Os britânicos decidiram em referendo, por mais de 1,2 milhão de votos de diferença, deixar a União Europeia (UE). O resultado da consulta, divulgado na madrugada desta sexta-feira (24), empurra em uma profunda crise o bloco econômico e político criado após a 2ª Guerra Mundial.
De imediato, o mercado reagiu: a libra esterlina, moeda do Reino Unido, despencou e atingiu o menor valor frente ao dólar em 31 anos. As bolsas da Ásia fecharam em forte queda. O primeiro-ministro britânico, David Cameron, que defendia a permanência no bloco, anunciou que deixará o cargo em outubro. Veja as principais questões que surgem neste momento:
É irreversível?
Oficialmente, o plebiscito não é “vinculante”, ou seja, ele não torna obrigatória a decisão de sair do bloco europeu. Mas, na prática, o governo dificilmente será capaz de contrariar a decisão da população. Os parlamentares favoráveis à permanência também podem tentar bloquear a saída do Reino Unido, mas analistas consideram que isso seria suicídio político.
Qual são os próximos passos?
O processo para encerrar 40 anos de união não é automático e se anuncia um divórcio difícil, porque tem de ser negociado com os outros 27 membros do bloco. É a primeira vez que isso acontece.
Segundo a Deutsche Welle, a Câmara Baixa do Parlamento britânico, onde a maioria é contra a Brexit, deve pedir ao premiê para apresentar aBruxelas a carta anunciando a saída do bloco.
A direita britânica, porém, não demostra pressa em agilizar esse processo. Embora os presidentes Comissão Europeia, do Conselho Europeu e Parlamento Europeu tenham pedido para que o Reino Unido inicie o processo de saída “o mais rápido possível”.
Durante a campanha, o premiê David Cameron, que deve deixar o cargo em outubro, explicou que o Reino Unido deve ativar a Cláusula 50 do Tratado de Lisboa, que desde 2009 funciona como uma espécie de Constituição Europeia, explicou a BBC. Uma vez que esse artigo é acionado não dá para voltar atrás.
Como será a batalha no parlamento britânico?
Segundo a BBC, a maioria dos 650 deputados federais britânicos é favorável à permanência do Reino Unido na UE. Ao menos 450 deles, de diversos partidos, articulam o lobby na tentativa de garantir a permanência britânica no mercado europeu – proposta polêmica e que deve enfrentar forte resistência dos outros países do bloco.
A manutenção desse elo, por outro lado, forçaria o Reino Unido a manter suas fronteiras com a UE abertas para trabalhadores europeus e continuar contribuindo para o orçamento do bloco – o que desagrada os partidários da Brexit.
Como serão as negociações com os outros países europeus?
A negociação com os outros países no Parlamento Europeu, que não tem data para começar, tem prazo máximo de dois anos, ainda segundo a BBC. Os outros países membros ainda precisam ratificar a saída para que seja formalizada. É válido destacar que Parlamento Europeu tem poder de veto sobre qualquer acordo que estabeleça as novas modalidades de relacionamento entre oReino Unido e a União Europeia.

• [OBJETIVO 1]: Resuma em duas frases o texto sobre a saída do Reino Unido da União Europeia.

• [DADOS ARMAZENADOS]:
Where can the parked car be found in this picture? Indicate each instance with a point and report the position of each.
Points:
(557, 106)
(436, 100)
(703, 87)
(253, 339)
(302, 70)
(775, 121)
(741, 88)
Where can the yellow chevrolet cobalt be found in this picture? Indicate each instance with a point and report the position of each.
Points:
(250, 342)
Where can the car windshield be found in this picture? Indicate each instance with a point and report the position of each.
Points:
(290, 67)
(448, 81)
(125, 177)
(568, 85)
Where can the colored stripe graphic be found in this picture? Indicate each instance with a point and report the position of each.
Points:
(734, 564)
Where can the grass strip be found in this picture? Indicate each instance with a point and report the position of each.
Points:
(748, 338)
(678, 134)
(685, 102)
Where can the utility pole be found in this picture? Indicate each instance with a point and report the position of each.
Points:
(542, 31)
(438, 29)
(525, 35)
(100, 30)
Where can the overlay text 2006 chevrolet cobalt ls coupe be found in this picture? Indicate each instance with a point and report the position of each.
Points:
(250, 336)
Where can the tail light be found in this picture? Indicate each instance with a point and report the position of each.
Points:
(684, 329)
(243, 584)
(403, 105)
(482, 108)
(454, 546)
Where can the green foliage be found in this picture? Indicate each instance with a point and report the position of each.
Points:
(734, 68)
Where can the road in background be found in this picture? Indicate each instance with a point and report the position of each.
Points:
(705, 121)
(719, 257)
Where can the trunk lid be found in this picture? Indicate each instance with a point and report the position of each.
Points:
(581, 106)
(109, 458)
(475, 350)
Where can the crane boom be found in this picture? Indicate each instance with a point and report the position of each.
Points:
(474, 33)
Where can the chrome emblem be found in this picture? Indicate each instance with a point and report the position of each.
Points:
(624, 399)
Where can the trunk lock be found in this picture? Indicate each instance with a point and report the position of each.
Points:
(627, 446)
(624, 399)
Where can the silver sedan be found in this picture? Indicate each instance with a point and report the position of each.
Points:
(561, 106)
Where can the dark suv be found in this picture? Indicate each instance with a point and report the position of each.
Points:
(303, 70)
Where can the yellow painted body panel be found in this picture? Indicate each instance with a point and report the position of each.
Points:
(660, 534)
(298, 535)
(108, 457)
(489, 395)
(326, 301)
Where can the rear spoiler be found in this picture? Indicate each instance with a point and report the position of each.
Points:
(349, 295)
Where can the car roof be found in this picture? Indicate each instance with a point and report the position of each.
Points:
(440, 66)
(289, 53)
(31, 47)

• [OBJETIVO 2]: Reúna todas as linhas acima que contêm a palavra "cobalt", considerando a diferença entre maiúsculas e minúsculas.

• [SOLUÇÃO DO EXERCÍCIO 1]: Em referendo, os britânicos decidiram deixar a União Europeia por mais de 1,2 milhão de votos de diferença, a libra esterlina despencou ao menor valor frente ao dólar em 31 anos e o primeiro-ministro David Cameron anunciou que deixará o cargo em outubro. O plebiscito não é vinculante, mas o governo dificilmente contrariará a decisão da população, e a saída deve ser negociada com os outros 27 membros do bloco em prazo máximo de dois anos, depois de ativada a Cláusula 50 do Tratado de Lisboa.

• [SOLUÇÃO DO EXERCÍCIO 2]:
Where can the yellow chevrolet cobalt be found in this picture? Indicate each instance with a point and report the position of each.
Where can the overlay text 2006 chevrolet cobalt ls coupe be found in this picture? Indicate each instance with a point and report the position of each.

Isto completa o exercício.